## DOCUMENT
::::::::
My son-in-law opened his own business.  He calls it Rock Solid.  He wants people to have confidence in his product.  The name “rock solid” rather does that.  People trust something or someone who is rock solid.  Jesus has that name as well.  He is the Rock. 
Edward Mote wrote the hymn “The Solid Rock”.  This hymn extols various features of Christ that are rock solid for believers.  There is His blood, His righteousness and His name all listed in the first verse.  The second and third verses list His oath, His covenant, and His grace.  The refrain then lifts high His designation as the solid rock. “On Christ, the Solid Rock, I stand – all other ground is sinking sand, all other ground is sinking sand.” 
William Cushing wrote another hymn setting Christ forth as the Rock, “Hiding in Thee”.  He saw Christ as the Rock of Ages, the Refuge, the High Rock of safety.  Refuge in this secure Rock was the theme of His refrain: “Hiding in Thee, hiding in Thee, Thou blest Rock of Ages, I’m hiding in Thee.” 
The hymnists found Christ to be a solid foundation and a sure refuge.  He is the security and salvation of His people.  This is a constant theme in Scripture.  But there is another thing we find from the Rock, Jesus Christ. 
In Exodus 17 the children of Israel were coming out of Egypt and had arrived at a place in the wilderness with no water.  They needed something to drink or they would perish.  God told Moses to strike the Rock and water would come out.  It would be enough water for the roughly three million Israelites and all their livestock.  How much water is enough to sustain one cow for one day?  It is about 40 gallons.  They had tens of thousands of cows and tens of thousands of sheep and goats.  They had a daily need for the people alone of over one million gallons on top of the livestock needs.  The Rock that provided all that water was Jesus. 

In I Corinthians 10:4 it tells us something else about that Rock.  That rock followed them in the wilderness to provide water whenever needed.  “And [they]all drank the same spiritual drink. For they drank of that spiritual Rock that followed them, and that Rock was Christ.”  (I Cor. 10:4) Where can the believer go without Christ?  No where!  That Rock that provided for the children of Israel is still with His children today providing for them.  Each day He provides for us His righteousness, His blood, His grace and His oath.  Each day He provides for us sustenance, safety and shelter.  Blest be the Rock of our salvation.
::::::::
## AVAILABLE DATA
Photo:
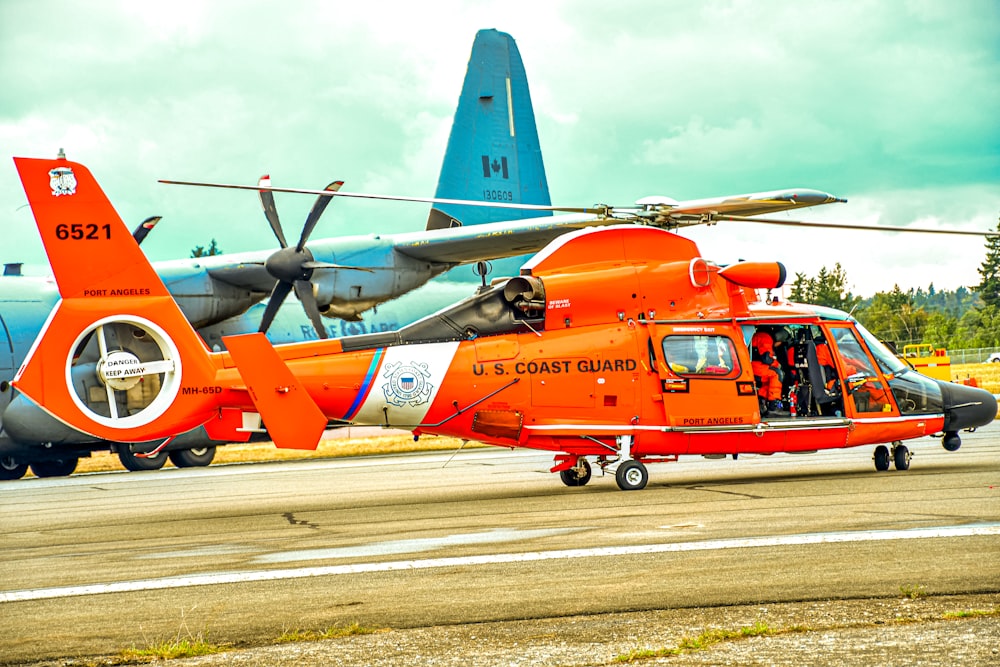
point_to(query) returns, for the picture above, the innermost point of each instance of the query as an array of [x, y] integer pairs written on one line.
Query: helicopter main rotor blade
::::::::
## EXERCISE TASKS
[a] Answer these questions from the devotional on Christ as the Rock, one per line:
(i) What name did the son-in-law give his business?
(ii) Who wrote the hymn "Hiding in Thee"?
(iii) About how many gallons of water does one cow need for one day?
[b] List every feature of Christ that the devotional on Christ as the Rock says the verses of "The Solid Rock" name.
[c] Update the devotional on Christ as the Rock by rewriting it starting with "William Cushing wrote" and going on through "Rock, Jesus Christ.", with "hymnists" changed to "songwriters".

## FULL SOLUTIONS
[a]
(i) Rock Solid
(ii) William Cushing
(iii) About 40 gallons

[b] His blood, His righteousness, His name, His oath, His covenant, His grace

[c]
William Cushing wrote another hymn setting Christ forth as the Rock, “Hiding in Thee”.  He saw Christ as the Rock of Ages, the Refuge, the High Rock of safety.  Refuge in this secure Rock was the theme of His refrain: “Hiding in Thee, hiding in Thee, Thou blest Rock of Ages, I’m hiding in Thee.” 
The songwriters found Christ to be a solid foundation and a sure refuge.  He is the security and salvation of His people.  This is a constant theme in Scripture.  But there is another thing we find from the Rock, Jesus Christ.